*Given exercise*
Print every one of the lines below word for word, but leave out the pictures.

§ §

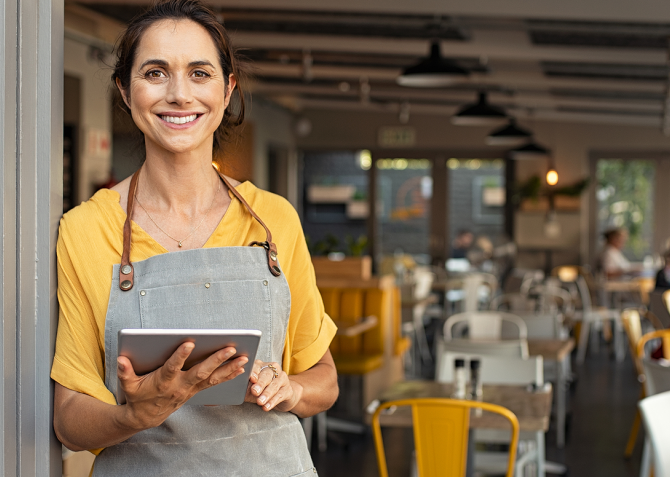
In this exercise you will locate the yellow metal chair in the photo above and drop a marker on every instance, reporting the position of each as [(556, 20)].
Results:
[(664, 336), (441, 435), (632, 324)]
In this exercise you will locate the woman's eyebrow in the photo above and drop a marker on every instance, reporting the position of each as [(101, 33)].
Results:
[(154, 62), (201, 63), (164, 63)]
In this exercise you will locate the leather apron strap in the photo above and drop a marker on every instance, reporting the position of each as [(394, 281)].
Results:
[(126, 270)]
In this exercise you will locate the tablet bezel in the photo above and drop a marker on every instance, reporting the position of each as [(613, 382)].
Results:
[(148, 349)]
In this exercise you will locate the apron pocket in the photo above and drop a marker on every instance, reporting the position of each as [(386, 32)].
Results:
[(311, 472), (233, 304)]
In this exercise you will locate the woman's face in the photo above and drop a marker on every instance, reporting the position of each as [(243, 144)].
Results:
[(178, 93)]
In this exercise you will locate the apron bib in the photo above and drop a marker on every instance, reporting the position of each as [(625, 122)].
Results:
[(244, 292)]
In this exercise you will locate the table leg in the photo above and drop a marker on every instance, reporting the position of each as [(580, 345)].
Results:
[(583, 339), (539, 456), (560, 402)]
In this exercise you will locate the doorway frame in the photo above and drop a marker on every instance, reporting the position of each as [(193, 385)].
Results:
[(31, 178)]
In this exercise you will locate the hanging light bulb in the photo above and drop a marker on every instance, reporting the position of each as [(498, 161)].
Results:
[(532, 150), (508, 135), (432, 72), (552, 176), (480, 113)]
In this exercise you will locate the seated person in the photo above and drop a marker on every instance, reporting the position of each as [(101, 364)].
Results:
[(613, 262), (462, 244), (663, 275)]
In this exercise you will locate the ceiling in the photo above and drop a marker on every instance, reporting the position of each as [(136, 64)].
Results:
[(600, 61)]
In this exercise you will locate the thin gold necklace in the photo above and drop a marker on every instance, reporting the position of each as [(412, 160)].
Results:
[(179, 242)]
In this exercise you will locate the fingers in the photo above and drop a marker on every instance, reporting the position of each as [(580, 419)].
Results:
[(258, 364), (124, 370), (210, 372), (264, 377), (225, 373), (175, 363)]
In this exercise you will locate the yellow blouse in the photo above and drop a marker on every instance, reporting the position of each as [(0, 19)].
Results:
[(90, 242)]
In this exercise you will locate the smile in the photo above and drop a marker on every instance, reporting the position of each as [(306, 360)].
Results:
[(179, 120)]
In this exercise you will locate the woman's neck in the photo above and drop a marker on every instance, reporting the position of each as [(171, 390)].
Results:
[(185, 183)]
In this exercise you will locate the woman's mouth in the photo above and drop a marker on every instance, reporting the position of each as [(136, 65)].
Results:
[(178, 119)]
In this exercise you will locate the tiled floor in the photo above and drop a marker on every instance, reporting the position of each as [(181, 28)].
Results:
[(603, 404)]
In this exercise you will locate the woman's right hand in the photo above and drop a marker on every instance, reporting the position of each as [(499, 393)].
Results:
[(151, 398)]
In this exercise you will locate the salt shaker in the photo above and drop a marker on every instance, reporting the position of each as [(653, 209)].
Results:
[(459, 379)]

§ §

*Exercise result*
In this exercise you will locate the yellow metal chair in the photo above and drop a marker on every instance, reporting the position of each as [(556, 20)].
Results:
[(664, 336), (441, 435), (632, 324)]
In this exercise you will locate the woman's eyebrow in the photo above and drop a marker on every instance, reporting the position of each as [(101, 33)].
Results:
[(154, 62), (201, 63), (164, 63)]
In this exercise you will locate the leather apron strap in the photo above and drop a marker on every instance, reporting the position of each as [(394, 281)].
Results:
[(126, 270)]
In this exercise you will locate the tablet bezel in the photo above and drop a marker on every instance, reporting the position of each as [(613, 382)].
Results:
[(148, 349)]
In this exercise you will locate the apron pocket in the photo above and drop a marker on every instance, reporting the position of each as [(386, 32)].
Results:
[(311, 472), (233, 304)]
In this exercise you will locate the woman's face in the photo above and drop a marker on every instance, reporting the position of each as [(243, 144)].
Results:
[(178, 93)]
In this exercise you will locate the apron bib in the photo above and drop a marker on every instance, reporting the position of each as [(625, 122)].
Results:
[(244, 292)]
In this exercise you will locate the table leg in the photo above and drop a marker on every instance, reporting the position of each as [(580, 345)].
Results:
[(583, 339), (539, 456), (560, 402)]
In this exercise you will locate the doorway frame in the photo above and drop a marker on every instance, reporting the position of each as [(193, 385)].
Results:
[(31, 178)]
In this exercise you will locate the hanging light bulb in the photo above and drop a marker on every instance, reporting the position of each as [(498, 161)].
Results:
[(532, 150), (508, 135), (432, 72), (552, 176), (480, 113)]
In this exercise you will locate the seated person in the photo above and drop a marker on every instance, reporting the position of each as [(101, 364)].
Results:
[(613, 262), (462, 244), (663, 275)]
In this exercise you will locate the ceiling in the photo above and drop a marker on every instance, reporting the position of each as [(136, 64)].
Results:
[(600, 61)]
In this exercise you will locate the thin gold necklace in the photo above and drop a marker on every instance, reporting the position of each as [(412, 160)].
Results:
[(179, 242)]
In this exercise you will locate the fingers in the photo above and drop a marker on every instance, reporting the position of each as [(580, 419)].
Results:
[(258, 364), (124, 370), (210, 372), (264, 377), (225, 373), (175, 363)]
In this exercise you will locate the yellow blouse in the photo above and drop a marker on every instance, reporting the position of each as [(0, 19)].
Results:
[(90, 242)]
In this exercise you will locate the smile in the photo above and drop a marker on every instance, reporting the position of each as [(306, 360)].
Results:
[(179, 120)]
In this exercise you will locate the woman's neck in the photo above and drop a marker on every instance, reporting the position of each as [(171, 390)].
Results:
[(185, 183)]
In this exercise you will locate the woman's mouth in the photo above and drop a marker on every instance, reporting the position of each as [(136, 65)].
Results:
[(178, 119)]
In this exercise you will locate the tiled floor in the photo above and drop a marker on every instance, reporting the position of each as [(181, 28)].
Results:
[(603, 404)]
In this exercise you will locate the woman's right hand in the photo above and drop a marker on every instance, reporting the position of each as [(499, 393)].
Results:
[(151, 398)]
In this exercise you will locate the salt shaker in the photo above and drop a marker on every instance, reporting the position of each as [(653, 209)].
Results:
[(459, 379)]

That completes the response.